═══ GIVEN RECORDS ═══

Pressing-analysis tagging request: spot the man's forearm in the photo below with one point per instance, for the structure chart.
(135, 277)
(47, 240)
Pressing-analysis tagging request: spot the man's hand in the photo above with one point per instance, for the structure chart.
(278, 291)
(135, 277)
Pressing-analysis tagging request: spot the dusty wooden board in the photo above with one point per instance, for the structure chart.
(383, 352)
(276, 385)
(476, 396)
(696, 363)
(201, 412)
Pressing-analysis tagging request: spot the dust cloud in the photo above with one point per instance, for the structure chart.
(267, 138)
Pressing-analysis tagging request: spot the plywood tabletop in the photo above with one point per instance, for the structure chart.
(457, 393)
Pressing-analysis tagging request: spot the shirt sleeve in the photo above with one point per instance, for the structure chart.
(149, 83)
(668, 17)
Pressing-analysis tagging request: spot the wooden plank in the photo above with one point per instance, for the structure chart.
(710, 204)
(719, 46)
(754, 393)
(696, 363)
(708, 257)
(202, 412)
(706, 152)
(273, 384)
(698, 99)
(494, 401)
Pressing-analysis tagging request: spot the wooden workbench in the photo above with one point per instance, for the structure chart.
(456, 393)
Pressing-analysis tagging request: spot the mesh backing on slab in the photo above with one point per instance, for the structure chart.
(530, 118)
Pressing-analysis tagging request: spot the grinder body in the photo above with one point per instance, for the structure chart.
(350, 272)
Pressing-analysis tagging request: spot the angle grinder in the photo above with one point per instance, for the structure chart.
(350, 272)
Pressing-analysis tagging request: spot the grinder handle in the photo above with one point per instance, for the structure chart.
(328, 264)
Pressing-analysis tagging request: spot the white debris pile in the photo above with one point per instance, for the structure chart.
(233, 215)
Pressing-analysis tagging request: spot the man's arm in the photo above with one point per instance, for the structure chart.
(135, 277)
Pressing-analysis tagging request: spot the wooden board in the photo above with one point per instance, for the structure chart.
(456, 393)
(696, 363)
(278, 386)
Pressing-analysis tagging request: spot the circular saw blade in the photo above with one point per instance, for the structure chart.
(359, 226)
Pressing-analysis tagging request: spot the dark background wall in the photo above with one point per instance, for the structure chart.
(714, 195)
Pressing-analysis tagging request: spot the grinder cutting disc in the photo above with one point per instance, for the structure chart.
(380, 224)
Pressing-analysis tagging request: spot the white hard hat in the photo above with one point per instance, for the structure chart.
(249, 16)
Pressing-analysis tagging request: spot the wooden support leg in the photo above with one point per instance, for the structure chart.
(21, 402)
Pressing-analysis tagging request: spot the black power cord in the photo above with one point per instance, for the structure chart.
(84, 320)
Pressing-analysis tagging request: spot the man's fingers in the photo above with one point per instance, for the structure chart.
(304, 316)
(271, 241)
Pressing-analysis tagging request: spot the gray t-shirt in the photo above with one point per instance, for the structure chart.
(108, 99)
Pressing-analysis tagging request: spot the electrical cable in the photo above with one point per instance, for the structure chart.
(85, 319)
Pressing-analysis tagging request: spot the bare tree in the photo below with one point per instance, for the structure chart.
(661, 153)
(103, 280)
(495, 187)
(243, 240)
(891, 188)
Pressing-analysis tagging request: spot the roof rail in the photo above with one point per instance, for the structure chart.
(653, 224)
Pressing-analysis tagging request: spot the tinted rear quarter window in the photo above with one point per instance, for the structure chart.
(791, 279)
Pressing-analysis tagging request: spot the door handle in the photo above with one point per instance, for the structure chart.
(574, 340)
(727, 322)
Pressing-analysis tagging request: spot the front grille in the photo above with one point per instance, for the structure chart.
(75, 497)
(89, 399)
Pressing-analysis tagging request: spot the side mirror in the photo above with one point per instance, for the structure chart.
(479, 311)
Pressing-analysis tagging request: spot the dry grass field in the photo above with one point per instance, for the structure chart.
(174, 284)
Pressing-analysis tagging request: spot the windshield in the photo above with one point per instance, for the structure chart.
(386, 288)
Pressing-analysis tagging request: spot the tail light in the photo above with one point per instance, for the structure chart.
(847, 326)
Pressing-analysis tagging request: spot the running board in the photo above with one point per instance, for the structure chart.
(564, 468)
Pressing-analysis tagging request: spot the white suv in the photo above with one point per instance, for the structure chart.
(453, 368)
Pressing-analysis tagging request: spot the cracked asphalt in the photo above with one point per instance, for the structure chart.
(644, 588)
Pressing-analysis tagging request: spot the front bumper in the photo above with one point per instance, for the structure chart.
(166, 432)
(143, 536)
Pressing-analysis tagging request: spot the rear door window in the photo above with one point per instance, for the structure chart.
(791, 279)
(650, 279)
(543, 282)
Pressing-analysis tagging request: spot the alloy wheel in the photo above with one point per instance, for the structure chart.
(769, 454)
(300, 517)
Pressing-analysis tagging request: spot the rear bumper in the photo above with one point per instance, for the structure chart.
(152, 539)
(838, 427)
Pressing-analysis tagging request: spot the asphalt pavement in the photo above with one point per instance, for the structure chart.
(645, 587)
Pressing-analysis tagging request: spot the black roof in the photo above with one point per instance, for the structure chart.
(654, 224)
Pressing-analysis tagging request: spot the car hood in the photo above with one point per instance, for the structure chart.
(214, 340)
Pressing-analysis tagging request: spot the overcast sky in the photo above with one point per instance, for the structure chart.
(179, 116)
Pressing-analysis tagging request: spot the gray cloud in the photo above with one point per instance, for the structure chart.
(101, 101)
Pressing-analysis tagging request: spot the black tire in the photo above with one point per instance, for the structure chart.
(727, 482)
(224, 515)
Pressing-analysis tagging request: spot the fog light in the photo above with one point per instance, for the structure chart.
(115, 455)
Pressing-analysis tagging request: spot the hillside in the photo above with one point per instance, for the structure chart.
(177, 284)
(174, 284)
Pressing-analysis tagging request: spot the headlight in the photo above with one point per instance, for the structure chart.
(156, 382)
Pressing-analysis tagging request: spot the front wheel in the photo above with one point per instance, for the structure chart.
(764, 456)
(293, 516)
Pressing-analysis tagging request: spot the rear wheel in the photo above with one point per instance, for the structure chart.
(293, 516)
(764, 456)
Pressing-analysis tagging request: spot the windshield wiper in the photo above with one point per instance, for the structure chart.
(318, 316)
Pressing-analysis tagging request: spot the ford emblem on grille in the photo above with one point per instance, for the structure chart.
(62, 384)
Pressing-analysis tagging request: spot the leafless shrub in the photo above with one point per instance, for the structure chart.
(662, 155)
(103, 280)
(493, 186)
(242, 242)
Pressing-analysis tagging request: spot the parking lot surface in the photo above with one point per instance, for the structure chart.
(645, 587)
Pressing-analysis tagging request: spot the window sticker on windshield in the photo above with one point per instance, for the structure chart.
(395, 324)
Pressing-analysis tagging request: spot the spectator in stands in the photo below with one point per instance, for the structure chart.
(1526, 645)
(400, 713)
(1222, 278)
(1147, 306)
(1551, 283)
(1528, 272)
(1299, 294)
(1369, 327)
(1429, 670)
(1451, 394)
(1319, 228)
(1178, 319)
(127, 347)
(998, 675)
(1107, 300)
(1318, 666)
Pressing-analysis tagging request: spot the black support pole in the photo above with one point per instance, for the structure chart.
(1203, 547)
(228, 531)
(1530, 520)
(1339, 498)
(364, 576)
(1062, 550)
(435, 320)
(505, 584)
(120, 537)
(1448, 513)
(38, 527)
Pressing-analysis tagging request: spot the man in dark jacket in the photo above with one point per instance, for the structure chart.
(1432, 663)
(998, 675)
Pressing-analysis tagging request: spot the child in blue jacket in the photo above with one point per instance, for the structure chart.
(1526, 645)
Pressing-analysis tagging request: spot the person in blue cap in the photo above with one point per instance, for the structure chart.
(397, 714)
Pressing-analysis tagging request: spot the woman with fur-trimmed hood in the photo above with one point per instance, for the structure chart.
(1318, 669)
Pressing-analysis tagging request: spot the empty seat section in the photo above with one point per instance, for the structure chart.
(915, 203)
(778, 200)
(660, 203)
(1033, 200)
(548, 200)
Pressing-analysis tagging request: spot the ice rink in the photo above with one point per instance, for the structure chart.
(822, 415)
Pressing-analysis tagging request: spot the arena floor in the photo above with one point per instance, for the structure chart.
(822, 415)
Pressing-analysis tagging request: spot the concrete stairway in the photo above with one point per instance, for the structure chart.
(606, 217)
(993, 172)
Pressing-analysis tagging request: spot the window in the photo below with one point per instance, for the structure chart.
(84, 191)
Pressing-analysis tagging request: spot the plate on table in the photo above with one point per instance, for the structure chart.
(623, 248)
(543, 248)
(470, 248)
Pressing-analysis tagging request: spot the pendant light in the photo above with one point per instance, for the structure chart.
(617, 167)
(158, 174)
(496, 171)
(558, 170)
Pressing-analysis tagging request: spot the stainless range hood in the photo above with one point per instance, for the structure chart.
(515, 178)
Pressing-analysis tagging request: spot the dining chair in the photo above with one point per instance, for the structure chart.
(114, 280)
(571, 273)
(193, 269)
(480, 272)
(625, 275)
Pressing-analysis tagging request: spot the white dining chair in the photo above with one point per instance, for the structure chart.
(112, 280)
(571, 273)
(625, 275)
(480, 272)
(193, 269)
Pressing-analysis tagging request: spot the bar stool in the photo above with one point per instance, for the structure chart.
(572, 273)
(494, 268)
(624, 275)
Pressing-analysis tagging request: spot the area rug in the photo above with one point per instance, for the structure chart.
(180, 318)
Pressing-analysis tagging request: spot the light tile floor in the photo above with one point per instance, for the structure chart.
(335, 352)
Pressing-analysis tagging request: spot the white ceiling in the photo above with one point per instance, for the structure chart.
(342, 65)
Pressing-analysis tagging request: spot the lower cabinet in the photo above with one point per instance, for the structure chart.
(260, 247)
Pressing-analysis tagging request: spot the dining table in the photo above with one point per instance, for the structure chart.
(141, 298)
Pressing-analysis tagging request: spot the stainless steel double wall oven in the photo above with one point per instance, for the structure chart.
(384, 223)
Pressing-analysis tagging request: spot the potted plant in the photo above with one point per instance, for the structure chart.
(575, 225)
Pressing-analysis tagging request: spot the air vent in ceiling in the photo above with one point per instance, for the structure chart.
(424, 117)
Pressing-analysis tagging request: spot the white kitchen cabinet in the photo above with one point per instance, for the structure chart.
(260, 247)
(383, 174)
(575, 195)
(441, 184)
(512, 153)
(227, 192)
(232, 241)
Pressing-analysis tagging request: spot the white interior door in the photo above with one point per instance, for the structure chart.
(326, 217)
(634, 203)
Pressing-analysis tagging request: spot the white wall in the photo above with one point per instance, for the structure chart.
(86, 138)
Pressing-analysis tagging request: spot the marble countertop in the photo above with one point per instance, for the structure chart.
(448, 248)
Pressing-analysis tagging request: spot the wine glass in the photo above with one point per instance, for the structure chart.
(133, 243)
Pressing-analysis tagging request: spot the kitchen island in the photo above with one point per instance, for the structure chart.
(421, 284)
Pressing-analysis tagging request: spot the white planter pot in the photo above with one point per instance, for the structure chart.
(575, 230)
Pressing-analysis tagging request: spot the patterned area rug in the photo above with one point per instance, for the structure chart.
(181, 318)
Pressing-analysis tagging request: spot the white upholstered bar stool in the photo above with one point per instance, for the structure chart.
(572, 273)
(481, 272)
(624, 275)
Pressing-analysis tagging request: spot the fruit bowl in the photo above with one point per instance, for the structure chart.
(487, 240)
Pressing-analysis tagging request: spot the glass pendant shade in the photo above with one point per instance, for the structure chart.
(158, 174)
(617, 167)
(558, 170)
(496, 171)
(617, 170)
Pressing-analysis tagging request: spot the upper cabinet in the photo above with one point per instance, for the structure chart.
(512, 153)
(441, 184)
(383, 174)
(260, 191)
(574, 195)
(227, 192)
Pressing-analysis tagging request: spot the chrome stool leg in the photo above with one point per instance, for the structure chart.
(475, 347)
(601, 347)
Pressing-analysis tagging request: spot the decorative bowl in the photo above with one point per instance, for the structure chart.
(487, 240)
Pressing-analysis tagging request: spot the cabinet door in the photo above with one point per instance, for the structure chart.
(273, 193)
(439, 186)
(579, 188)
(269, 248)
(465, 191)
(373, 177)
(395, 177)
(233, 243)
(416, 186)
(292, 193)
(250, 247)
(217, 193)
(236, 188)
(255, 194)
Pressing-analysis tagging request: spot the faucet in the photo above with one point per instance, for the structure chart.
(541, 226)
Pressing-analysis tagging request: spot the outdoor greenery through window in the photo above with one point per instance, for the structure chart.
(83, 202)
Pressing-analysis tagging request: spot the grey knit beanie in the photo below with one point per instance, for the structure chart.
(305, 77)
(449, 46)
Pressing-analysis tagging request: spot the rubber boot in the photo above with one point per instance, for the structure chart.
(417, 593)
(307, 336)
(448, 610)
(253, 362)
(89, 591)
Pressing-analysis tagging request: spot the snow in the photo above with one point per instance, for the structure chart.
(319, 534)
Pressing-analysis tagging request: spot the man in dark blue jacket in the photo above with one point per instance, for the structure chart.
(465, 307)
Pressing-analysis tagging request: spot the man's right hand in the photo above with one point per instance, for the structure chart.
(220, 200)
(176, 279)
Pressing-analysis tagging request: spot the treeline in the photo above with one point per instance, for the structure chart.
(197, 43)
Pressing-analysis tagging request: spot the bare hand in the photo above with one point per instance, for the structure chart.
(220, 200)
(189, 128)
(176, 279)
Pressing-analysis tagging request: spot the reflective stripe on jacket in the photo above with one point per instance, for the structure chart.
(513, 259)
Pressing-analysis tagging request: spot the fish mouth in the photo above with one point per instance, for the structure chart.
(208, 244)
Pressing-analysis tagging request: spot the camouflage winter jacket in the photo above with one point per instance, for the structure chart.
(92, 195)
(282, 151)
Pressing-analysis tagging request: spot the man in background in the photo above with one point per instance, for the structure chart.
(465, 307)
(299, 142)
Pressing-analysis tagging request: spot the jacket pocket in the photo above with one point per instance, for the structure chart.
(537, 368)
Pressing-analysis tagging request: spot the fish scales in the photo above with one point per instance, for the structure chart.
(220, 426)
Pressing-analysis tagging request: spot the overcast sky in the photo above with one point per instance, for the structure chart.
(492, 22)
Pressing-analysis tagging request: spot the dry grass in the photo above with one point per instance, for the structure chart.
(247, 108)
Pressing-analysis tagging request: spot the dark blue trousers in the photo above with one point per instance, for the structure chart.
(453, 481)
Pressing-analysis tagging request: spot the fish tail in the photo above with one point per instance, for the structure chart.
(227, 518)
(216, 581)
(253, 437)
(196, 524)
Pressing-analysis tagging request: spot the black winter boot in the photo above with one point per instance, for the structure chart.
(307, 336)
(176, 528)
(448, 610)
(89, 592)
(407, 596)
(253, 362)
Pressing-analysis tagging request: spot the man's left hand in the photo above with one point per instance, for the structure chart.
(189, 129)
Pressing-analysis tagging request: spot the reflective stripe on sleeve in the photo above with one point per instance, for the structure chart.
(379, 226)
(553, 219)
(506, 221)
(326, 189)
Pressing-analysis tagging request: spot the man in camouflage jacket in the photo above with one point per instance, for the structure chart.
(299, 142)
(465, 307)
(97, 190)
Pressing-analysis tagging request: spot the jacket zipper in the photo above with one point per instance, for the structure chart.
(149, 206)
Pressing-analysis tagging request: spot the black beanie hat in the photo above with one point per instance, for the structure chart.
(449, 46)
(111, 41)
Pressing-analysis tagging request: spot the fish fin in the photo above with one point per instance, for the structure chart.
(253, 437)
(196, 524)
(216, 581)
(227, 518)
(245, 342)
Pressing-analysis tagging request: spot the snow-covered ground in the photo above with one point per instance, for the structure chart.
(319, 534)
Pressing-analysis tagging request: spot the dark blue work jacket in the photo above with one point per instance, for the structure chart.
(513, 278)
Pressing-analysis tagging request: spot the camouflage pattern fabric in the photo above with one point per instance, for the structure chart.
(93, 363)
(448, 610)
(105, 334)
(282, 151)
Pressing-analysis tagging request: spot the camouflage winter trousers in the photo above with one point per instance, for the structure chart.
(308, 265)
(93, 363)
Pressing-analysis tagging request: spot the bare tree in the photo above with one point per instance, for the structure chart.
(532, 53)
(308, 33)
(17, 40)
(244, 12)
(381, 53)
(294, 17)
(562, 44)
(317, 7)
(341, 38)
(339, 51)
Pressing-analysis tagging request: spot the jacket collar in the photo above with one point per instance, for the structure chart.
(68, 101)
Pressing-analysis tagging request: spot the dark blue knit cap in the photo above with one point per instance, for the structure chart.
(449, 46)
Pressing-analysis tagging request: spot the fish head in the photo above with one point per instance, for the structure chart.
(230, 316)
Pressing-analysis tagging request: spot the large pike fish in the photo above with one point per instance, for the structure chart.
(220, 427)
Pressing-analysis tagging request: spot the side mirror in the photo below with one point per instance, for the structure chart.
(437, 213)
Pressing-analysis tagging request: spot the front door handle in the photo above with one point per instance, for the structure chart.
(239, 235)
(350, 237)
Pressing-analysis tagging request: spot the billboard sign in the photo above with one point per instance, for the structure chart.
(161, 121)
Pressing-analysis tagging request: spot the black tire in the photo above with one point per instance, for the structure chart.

═══

**YOUR TASK**
Retype word for word the line above with "tree in the photo above" and all lines after it, nothing else.

**FINISHED EXERCISE**
Pressing-analysis tagging request: spot the bare tree in the photo above with one point per instance, for the structure chart.
(532, 53)
(308, 33)
(17, 40)
(244, 12)
(381, 53)
(294, 17)
(562, 44)
(317, 7)
(341, 38)
(339, 51)
Pressing-analysis tagging request: spot the jacket collar in the photo above with one point per instance, for the structure chart.
(68, 101)
Pressing-analysis tagging request: spot the dark blue knit cap in the photo above with one point per instance, for the structure chart.
(449, 46)
Pressing-analysis tagging request: spot the fish head in the photo above with one point per instance, for the structure chart.
(230, 316)
Pressing-analysis tagging request: spot the large pike fish in the photo above with one point per instance, for the structure chart.
(220, 427)
Pressing-analysis tagging request: spot the side mirror in the photo below with one point per instance, for the structure chart.
(437, 213)
Pressing-analysis tagging request: spot the front door handle in the photo above with one point per instance, for the structure chart.
(239, 235)
(350, 237)
Pressing-analysis tagging request: spot the billboard sign in the photo above with one point per instance, for the structure chart.
(161, 121)
Pressing-analysis tagging request: spot the black tire in the photo above with one point per instance, for the structure chart.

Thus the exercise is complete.